··· SUPPLIED INFORMATION ···

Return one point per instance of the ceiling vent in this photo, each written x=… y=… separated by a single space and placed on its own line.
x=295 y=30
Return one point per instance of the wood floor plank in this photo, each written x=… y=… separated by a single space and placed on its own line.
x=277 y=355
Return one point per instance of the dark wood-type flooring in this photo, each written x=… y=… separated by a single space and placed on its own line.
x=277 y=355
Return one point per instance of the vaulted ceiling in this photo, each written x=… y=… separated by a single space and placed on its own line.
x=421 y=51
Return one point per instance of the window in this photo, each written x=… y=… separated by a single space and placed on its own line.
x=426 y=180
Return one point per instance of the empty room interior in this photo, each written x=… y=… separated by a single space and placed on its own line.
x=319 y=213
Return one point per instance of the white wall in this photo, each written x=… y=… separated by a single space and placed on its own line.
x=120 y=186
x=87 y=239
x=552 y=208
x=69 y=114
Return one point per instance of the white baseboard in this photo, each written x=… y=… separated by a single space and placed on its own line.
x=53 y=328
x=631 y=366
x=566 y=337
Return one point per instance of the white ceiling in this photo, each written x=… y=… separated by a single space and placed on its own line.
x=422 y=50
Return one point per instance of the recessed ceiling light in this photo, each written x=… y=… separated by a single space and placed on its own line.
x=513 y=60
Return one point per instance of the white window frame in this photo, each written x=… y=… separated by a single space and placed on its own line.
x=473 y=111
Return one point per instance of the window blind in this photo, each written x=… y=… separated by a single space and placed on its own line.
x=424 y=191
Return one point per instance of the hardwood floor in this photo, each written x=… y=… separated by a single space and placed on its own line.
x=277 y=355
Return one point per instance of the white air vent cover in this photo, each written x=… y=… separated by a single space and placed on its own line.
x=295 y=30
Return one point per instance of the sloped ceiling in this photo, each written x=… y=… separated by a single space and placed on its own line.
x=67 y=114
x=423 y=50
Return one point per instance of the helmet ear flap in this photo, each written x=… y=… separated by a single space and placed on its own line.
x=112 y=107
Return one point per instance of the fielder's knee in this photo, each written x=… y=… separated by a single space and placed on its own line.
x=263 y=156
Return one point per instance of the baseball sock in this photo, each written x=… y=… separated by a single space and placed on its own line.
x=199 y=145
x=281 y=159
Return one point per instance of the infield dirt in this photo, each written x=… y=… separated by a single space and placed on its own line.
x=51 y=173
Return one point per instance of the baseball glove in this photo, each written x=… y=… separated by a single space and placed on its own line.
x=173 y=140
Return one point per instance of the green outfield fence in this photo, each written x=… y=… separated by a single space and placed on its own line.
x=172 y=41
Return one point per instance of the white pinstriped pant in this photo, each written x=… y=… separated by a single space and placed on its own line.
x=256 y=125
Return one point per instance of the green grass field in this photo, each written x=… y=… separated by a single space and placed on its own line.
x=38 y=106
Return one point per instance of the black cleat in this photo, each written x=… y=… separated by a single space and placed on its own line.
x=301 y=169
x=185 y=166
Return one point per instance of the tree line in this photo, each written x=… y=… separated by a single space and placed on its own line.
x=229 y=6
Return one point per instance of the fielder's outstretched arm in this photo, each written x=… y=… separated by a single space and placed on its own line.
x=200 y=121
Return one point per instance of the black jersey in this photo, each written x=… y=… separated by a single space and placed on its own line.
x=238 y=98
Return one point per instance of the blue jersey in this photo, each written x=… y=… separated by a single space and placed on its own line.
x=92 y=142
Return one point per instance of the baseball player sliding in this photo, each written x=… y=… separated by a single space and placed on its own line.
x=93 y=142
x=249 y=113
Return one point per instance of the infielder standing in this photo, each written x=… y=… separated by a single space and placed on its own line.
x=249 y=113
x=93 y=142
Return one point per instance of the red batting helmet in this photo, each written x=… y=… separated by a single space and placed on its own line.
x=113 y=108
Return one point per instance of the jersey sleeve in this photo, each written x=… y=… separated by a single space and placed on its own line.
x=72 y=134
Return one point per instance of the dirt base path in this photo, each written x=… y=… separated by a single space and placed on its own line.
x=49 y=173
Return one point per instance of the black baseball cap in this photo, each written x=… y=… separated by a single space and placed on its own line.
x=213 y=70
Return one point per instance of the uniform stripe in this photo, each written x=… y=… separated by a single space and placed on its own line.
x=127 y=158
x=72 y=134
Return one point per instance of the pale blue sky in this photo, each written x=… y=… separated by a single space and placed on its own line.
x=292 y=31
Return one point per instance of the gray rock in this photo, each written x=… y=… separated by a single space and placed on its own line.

···

▶ **GIVEN TASK**
Extract each entry in full and write it down exactly.

▶ **CORRECT RESPONSE**
Return one point per instance of the ceiling vent in this photo, each written x=… y=… separated by a single space and placed on its own line.
x=295 y=30
Return one point per instance of the wood floor plank in this photo, each written x=… y=… separated by a single space and placed on its own line.
x=277 y=355
Return one point per instance of the dark wood-type flooring in this photo, each written x=… y=… separated by a single space and placed on its own line.
x=277 y=355
Return one point per instance of the vaulted ceiling in this photo, each written x=… y=… separated by a single space and placed on its own line.
x=421 y=51
Return one point per instance of the window in this photo, each written x=… y=… separated by a single space and placed on its own line.
x=426 y=180
Return one point per instance of the empty room interior in this photo, each written x=… y=… separated by a single space and placed on its own line.
x=319 y=213
Return one point per instance of the white wall in this photo, each written x=… y=… separated by a single space and placed on its own line.
x=120 y=186
x=87 y=239
x=552 y=208
x=69 y=114
Return one point per instance of the white baseboard in this photo, each written x=… y=… separated by a single space and placed on its own line.
x=53 y=328
x=631 y=366
x=566 y=337
Return one point per instance of the white ceiling in this photo, each written x=… y=… separated by a single space and placed on its own line.
x=422 y=50
Return one point per instance of the recessed ceiling light in this photo, each written x=… y=… separated by a single space and placed on its own line.
x=513 y=60
Return one point per instance of the white window frame in this photo, each written x=… y=… separated by a single space and placed on its own line.
x=473 y=111
Return one point per instance of the window blind in this photo, each written x=… y=… separated by a single space and placed on its own line.
x=424 y=191
Return one point per instance of the hardwood floor in this photo, each written x=… y=… separated by a single space and placed on its own line.
x=277 y=355
Return one point per instance of the white air vent cover in this photo, each written x=… y=… separated by a single space and placed on its own line.
x=295 y=30
Return one point per instance of the sloped ceiling in this photo, each written x=… y=… separated by a single space and placed on its own line.
x=67 y=114
x=423 y=50
Return one point per instance of the helmet ear flap in this photo, each written x=… y=… separated by a single space and placed on its own line.
x=112 y=107
Return one point per instance of the fielder's knee in this photo, each written x=… y=… separated by a single space and placed on its own line.
x=263 y=156
Return one point per instance of the baseball sock in this photo, each written x=… y=… separated by a single space and placed on its own line.
x=199 y=145
x=281 y=159
Return one point per instance of the infield dirt in this photo, each written x=… y=… separated by a single space and placed on its own line.
x=51 y=173
Return one point per instance of the baseball glove in this photo, each written x=… y=… separated by a single space and placed on its own line.
x=173 y=140
Return one point per instance of the green outfield fence in this photo, each written x=… y=… separated by a single space and placed on its own line.
x=172 y=41
Return one point per instance of the white pinstriped pant in this photo, each written x=… y=… separated by a single space and placed on its own line.
x=256 y=125
Return one point per instance of the green grass field in this photo, each written x=… y=… separated by a single space and placed on its own line.
x=38 y=106
Return one point per instance of the black cleat in this photo, each written x=… y=… separated by a single space and placed on its own line.
x=301 y=169
x=185 y=166
Return one point per instance of the tree line in this photo, each written x=… y=… separated by a single space and placed on its own line.
x=229 y=6
Return one point per instance of the fielder's outstretched arm in this photo, each written x=… y=… separated by a single space and placed on its own line.
x=200 y=121
Return one point per instance of the black jersey in this photo, each written x=… y=… separated by a single space and placed on its own line.
x=238 y=98
Return one point per instance of the blue jersey in this photo, each written x=… y=… separated by a single space and placed on its own line.
x=92 y=142
Return one point per instance of the baseball player sliding in this photo, each written x=… y=… separated by a single space and placed on its own line.
x=93 y=142
x=249 y=113
Return one point per instance of the infielder standing in this photo, each written x=… y=… separated by a single space and placed on its own line.
x=249 y=113
x=93 y=142
Return one point per instance of the red batting helmet in this photo, each written x=… y=… separated by a single space and placed on its own line.
x=113 y=108
Return one point per instance of the jersey sleeve in this photo, each written x=… y=… separated by a single space and placed on its own line.
x=72 y=134
Return one point per instance of the dirt base path in this photo, each written x=… y=… separated by a single space and placed on its own line.
x=49 y=173
Return one point per instance of the black baseball cap in this photo, each written x=… y=… separated by a single space and placed on its own line.
x=213 y=70
Return one point per instance of the uniform stripe in this photo, each written x=… y=… separated by a single space and placed on its own line.
x=127 y=158
x=72 y=134
Return one point per instance of the pale blue sky in this photo, each written x=… y=… separated by a single space and placed on its own line.
x=292 y=31
Return one point per instance of the gray rock in this photo, each written x=… y=… separated by a single space and placed on its own line.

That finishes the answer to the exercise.